*Problems to solve*
a) In the email exchange on predicativity, which kind of reasoning does the reply's rule of thumb treat as safely within the predicative fragment?
b) Continue the email exchange on predicativity, starting right after its last sentence.

--- START Reading passage ---

Dear Sergey, For myself, I'm not exactly sure I understand the original notion of predicativity, but I have a rule of thumb that seems to work and satisfy predicative mathematicians. I've frequently claimed that parts of my work are predicative, and no one has complained so far. In topos theory, as you point out, the subobject classifier and powersets indicate impredicativity. My rule of thumb is that "geometric" reasoning, preserved (up to isomorphism) by the inverse image parts of geometric morphisms, is safely within the predicative fragment. (Note that even exponentials, function sets, are not geometric, so geometric reasoning is quite restricted.) The subobject classifier and powersets are not geometric. On the other hand, the free semilattices, along with free algebras (for cartesian theories) in general, are geometric, and they classify Kuratowski finite subobjects. My rule of thumb predicts that Kuratowski finite powersets are predicative, and there seems to be general agreement with that. My current work on arithmetic universes seeks a setting for pure geometric reasoning, without the non-geometric parts that exist in toposes, and independent of base topos so long as it has an nno. Best wishes, Steve Vickers.
On 27 Nov 2016, at 18:53, Sergey Goncharov <sergey.goncharov@fau.de> wrote:
Dear Community,
I am recently racking my brains in trying to understand what (im-)predicativity means from a categorical perspective, but failing short, hence calling for you help.
Certain constructive principle are easy to accommodate (and understand!) within category theory, e.g. the axiom of choice (all epis are split), excluded middle (every mono is a coproduct summand), however this does not seem to be the case with the notion of predicativity.
The rough intuition says that impredicative definitions attempt to define things topdown: first by introducing a class, and then defining elements of this class by their characteristic properties -- arguably, a controversial idea, if you strive for foundations.
That intuition is sort of helpful to deal with extreme cases, e.g. to accept that toposes are impredicative, and Martin-L??f type theory is predicative, but it does not seem to give a complete answer.

--- END Reading passage ---
--- START Data ---

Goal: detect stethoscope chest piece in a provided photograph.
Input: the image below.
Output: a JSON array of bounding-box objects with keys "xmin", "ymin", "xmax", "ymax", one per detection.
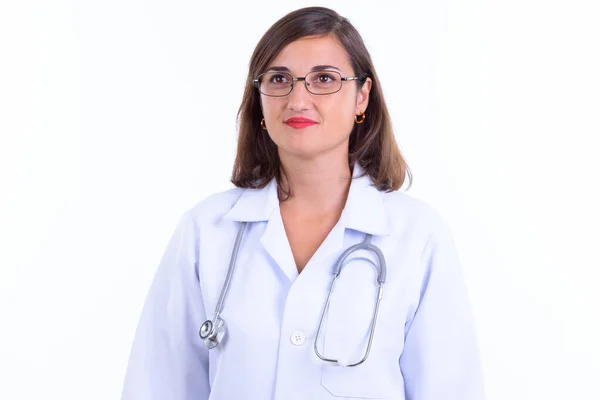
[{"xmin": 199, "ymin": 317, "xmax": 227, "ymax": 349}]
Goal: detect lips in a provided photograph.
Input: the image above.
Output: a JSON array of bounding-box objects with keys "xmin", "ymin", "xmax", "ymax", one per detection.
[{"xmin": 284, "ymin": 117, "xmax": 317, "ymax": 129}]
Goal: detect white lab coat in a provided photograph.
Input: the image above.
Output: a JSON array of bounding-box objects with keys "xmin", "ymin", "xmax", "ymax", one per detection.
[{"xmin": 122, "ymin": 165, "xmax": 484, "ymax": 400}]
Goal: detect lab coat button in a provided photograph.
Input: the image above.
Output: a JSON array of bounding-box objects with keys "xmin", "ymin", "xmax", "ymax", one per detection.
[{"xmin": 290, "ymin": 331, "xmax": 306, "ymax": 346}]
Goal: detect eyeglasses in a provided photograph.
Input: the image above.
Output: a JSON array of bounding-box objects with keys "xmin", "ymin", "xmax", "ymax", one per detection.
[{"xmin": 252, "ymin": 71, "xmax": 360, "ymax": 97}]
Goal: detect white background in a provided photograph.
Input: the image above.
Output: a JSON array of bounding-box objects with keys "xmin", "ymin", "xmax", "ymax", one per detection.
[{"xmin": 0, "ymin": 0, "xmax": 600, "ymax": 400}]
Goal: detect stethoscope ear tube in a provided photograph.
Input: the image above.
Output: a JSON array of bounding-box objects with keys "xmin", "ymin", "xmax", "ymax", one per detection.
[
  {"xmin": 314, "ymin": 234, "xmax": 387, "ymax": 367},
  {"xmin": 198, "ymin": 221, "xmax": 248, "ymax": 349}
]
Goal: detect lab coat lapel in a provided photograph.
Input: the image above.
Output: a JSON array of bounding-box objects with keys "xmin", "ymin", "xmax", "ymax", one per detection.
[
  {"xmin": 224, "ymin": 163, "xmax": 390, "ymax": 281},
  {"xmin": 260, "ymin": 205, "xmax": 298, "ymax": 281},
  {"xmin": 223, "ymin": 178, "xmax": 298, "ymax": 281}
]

--- END Data ---
--- START Data ---

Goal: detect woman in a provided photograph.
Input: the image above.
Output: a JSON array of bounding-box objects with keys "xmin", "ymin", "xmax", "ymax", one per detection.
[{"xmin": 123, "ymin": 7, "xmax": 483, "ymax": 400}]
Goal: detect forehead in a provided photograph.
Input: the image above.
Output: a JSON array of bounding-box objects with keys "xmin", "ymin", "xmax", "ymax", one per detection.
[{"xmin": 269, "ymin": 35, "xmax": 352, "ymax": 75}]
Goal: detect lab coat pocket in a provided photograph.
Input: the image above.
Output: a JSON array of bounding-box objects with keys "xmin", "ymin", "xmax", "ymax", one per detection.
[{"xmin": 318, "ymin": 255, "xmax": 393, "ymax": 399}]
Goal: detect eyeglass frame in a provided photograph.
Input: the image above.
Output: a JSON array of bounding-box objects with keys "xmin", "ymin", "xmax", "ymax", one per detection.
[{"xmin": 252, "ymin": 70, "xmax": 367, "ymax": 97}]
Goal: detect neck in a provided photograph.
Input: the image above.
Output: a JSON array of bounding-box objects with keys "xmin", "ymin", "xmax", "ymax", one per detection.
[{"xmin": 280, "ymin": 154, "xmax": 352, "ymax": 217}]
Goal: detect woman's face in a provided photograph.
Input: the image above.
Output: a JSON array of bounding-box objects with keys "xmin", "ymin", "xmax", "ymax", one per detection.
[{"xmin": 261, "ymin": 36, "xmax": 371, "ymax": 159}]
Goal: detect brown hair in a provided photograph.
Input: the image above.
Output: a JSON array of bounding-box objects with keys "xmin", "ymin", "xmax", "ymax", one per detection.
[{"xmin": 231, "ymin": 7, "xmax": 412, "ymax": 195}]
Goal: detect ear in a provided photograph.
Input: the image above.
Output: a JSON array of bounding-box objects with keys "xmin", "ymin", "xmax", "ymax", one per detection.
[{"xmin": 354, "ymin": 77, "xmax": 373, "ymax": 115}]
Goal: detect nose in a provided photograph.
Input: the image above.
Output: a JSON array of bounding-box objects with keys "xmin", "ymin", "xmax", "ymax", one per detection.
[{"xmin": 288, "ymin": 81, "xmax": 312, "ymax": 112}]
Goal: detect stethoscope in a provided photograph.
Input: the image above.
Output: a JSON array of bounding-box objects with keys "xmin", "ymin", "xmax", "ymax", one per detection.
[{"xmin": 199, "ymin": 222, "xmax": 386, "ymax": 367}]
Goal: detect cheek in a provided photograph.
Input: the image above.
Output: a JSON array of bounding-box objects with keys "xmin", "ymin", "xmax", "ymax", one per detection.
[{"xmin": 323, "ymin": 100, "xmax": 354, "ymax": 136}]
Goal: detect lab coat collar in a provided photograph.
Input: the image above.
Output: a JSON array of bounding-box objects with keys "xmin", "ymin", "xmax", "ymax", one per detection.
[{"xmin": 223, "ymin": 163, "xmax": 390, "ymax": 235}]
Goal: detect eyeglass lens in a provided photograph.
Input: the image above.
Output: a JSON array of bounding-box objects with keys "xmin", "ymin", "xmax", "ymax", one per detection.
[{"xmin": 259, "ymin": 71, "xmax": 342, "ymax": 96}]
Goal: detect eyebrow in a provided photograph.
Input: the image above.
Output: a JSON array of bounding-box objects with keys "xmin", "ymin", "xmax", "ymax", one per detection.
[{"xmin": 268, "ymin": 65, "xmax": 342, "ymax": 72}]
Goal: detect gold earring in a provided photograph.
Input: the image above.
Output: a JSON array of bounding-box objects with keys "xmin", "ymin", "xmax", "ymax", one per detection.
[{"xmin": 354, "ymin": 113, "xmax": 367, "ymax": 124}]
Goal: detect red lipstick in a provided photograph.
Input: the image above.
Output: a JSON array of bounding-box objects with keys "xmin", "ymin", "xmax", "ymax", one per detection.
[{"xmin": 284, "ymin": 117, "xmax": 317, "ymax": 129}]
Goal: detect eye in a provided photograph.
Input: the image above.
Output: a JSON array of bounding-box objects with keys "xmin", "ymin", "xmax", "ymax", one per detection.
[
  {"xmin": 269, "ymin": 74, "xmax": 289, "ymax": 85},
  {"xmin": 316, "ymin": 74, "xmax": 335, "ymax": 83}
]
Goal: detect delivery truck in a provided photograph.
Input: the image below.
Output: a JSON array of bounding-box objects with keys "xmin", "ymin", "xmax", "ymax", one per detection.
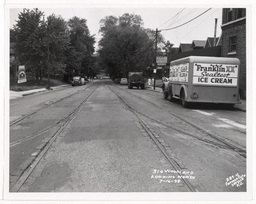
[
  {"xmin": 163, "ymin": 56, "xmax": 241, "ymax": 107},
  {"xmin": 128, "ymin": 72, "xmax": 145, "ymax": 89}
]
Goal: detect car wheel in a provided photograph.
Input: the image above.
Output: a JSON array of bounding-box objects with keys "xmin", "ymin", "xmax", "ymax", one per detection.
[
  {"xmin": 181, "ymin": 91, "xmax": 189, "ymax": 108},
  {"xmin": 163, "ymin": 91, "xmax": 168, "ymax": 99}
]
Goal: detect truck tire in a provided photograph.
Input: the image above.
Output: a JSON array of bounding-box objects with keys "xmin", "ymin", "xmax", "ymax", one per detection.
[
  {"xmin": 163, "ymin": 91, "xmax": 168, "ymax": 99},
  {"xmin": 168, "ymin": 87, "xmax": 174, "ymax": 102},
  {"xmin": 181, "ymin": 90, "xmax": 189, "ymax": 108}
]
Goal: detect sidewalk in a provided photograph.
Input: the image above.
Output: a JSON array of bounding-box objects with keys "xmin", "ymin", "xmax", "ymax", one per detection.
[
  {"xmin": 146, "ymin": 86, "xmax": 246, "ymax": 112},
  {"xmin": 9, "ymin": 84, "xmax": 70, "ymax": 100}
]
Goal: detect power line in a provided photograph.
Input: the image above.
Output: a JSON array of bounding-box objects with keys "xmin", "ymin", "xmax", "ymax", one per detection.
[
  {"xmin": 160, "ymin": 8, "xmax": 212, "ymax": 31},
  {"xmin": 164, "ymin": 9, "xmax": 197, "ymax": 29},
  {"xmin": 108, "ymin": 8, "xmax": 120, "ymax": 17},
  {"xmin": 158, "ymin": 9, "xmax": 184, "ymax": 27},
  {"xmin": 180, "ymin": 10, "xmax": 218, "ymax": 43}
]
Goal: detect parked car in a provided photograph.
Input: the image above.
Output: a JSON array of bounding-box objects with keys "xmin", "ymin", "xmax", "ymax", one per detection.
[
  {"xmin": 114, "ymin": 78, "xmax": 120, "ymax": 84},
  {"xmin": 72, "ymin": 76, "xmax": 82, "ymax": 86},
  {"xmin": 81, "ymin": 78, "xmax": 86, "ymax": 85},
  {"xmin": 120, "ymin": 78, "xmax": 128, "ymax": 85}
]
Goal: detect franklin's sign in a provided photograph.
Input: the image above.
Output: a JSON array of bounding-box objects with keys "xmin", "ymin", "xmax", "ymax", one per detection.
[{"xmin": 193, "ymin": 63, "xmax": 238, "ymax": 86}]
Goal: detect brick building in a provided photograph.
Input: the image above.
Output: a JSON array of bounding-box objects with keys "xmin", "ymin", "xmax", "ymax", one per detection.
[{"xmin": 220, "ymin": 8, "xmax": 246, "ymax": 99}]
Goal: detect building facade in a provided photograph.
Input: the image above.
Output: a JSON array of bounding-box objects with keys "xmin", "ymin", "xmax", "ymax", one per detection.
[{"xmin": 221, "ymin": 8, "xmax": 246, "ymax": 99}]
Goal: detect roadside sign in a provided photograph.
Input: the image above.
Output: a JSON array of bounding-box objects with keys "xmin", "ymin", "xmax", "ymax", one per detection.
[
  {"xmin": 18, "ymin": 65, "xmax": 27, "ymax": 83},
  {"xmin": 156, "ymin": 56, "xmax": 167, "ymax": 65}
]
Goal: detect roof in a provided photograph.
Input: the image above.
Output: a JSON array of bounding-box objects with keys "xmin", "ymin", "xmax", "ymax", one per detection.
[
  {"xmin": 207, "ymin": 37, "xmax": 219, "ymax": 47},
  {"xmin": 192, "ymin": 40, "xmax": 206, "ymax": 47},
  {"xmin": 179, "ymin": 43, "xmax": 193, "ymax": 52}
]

--- END Data ---
--- START Data ---

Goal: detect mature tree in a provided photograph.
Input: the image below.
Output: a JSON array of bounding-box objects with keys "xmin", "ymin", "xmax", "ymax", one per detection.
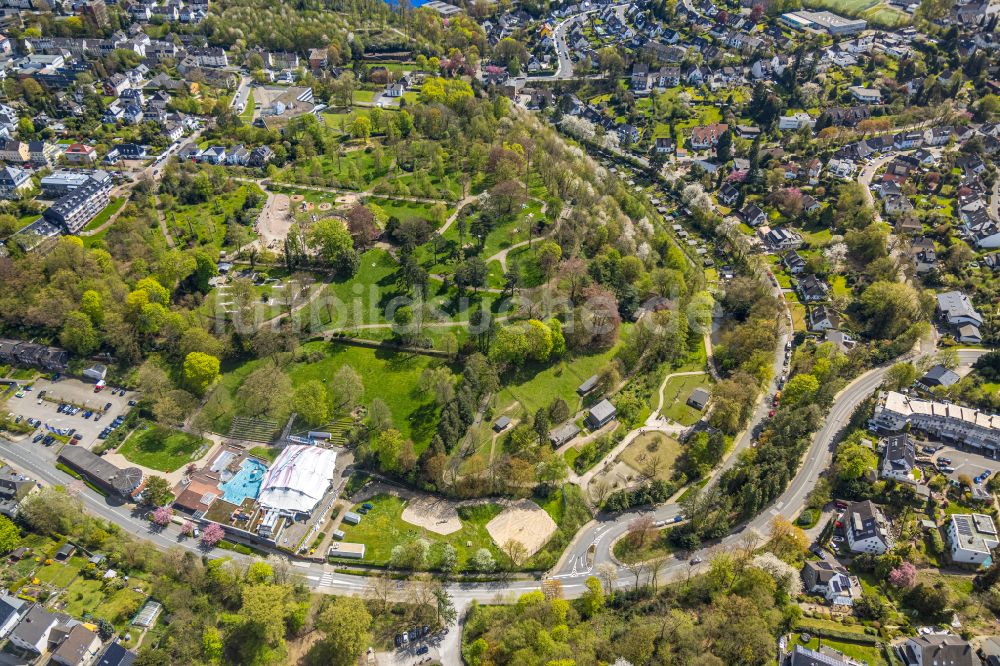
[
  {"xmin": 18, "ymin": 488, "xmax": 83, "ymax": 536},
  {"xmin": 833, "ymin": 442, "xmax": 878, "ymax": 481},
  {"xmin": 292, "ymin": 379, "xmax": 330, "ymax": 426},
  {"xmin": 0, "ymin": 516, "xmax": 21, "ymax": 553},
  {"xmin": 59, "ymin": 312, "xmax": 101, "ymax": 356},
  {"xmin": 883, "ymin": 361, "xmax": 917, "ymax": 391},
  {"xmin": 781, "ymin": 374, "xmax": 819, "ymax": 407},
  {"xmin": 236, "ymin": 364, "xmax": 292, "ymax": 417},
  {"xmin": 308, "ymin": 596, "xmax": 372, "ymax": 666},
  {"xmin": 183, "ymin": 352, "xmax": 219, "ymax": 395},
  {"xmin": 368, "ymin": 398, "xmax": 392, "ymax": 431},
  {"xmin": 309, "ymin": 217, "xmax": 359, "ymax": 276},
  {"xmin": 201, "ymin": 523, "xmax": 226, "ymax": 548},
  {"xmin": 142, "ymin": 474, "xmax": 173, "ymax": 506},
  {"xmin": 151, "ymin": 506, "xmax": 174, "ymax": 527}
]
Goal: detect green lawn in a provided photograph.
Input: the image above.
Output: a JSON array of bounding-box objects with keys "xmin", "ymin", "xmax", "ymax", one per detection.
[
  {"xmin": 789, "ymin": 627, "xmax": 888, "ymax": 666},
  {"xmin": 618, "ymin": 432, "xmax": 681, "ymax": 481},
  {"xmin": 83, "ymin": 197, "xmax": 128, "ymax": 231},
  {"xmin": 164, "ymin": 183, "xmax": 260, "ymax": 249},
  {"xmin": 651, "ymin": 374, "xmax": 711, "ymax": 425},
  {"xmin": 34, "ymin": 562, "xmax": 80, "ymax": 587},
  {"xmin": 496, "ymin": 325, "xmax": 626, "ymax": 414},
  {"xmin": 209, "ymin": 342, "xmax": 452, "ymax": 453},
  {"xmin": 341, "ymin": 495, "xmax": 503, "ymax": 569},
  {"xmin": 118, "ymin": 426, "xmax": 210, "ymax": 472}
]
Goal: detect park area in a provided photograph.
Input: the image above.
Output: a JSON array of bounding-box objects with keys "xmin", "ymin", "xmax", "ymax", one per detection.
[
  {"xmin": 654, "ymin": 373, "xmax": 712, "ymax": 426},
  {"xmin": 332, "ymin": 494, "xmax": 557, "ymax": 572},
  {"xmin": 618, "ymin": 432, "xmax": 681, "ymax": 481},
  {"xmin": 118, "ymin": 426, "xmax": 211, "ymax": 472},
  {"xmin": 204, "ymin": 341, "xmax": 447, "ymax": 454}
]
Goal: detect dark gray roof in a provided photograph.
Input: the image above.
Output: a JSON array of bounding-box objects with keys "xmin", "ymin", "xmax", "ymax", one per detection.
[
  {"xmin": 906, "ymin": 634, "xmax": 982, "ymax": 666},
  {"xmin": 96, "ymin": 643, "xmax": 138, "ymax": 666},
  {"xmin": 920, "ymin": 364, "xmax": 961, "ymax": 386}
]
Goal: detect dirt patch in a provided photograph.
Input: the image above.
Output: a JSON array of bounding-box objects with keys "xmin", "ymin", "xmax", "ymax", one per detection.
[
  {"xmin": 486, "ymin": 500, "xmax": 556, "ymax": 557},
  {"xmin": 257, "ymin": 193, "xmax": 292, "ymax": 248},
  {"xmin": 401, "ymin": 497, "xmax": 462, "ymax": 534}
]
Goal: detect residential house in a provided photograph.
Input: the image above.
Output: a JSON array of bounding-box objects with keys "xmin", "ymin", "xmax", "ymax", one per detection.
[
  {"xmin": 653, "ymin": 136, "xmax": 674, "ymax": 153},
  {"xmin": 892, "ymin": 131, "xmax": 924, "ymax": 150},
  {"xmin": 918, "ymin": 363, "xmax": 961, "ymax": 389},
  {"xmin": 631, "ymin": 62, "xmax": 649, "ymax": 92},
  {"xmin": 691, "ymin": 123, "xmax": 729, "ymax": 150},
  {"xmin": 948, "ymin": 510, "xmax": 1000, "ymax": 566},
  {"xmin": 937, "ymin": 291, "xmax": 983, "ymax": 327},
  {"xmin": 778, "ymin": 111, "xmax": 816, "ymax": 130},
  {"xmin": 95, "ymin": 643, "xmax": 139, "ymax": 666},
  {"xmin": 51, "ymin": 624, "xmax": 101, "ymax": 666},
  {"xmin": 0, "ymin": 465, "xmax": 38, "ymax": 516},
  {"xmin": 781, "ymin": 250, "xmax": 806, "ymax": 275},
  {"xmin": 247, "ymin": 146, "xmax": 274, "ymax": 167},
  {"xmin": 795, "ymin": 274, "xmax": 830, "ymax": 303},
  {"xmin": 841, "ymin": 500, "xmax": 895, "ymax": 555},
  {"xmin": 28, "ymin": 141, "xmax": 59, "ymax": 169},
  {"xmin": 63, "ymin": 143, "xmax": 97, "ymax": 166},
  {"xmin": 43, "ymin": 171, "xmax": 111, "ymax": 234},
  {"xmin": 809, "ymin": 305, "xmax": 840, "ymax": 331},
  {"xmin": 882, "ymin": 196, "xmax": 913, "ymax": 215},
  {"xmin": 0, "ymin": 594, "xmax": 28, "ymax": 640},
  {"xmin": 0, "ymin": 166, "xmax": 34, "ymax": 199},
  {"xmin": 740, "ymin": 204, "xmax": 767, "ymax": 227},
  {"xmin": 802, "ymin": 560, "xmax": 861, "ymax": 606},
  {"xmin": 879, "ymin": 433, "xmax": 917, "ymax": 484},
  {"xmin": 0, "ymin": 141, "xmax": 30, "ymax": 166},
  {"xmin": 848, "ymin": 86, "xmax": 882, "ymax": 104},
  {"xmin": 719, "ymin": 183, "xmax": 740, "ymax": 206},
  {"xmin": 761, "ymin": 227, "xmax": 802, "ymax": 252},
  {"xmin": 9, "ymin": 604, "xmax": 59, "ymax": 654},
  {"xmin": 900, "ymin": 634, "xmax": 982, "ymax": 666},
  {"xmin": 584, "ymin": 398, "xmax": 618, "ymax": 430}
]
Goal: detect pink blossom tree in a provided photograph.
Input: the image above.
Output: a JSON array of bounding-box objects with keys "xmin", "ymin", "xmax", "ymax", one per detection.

--- END Data ---

*Written responses*
a) "Geometric" reasoning, meaning reasoning preserved (up to isomorphism) by the inverse image parts of geometric morphisms.

b)
The discussion and the papers I found on the web rather seem to reflect the set-theoretic tradition in categorical terms, than to explain the issue intrinsically.
Let me clarify.
We agree that toposes are impredicative (or, at least not compatible with predicative approach) because they include subobject classifiers, and those arguably classify to much, for according to Bishop, we have no idea a priory, what an arbitrary subset of given set is like.
On the other hand, classifying *something* can be OK, e.g. in extensive categories we can classify summands: 2 = 1 + 1 is a summand classifier, and extensive categories are certainly not considered to be impredicative, for every pretopos is extensive.
Now, there is a spectrum of classes of monomorphisms that could be classified, depending on a category. I could e.g. try to classify r.e-subsets in an effective topos. How can I know, if it is still OK or not OK from a predicative perspective? (I realize that if we reject impredicativity in foundations, we probably just can not construct any example of a topos, including the effective one, but suppose, I still can make sense of this idea of classifying r.e.-subsets somehow without constructing a topos).
Sorry, if that all sounded jumbled, but maybe you can understand my concerns.
I presume that a complete answer just does not exist, and would be a subject to an open research, but I would be happy to understand at least informally what sort of justification is used to claim that one category is predicative (or predicative-friendly) and another one is not.
Looking forward to your answers.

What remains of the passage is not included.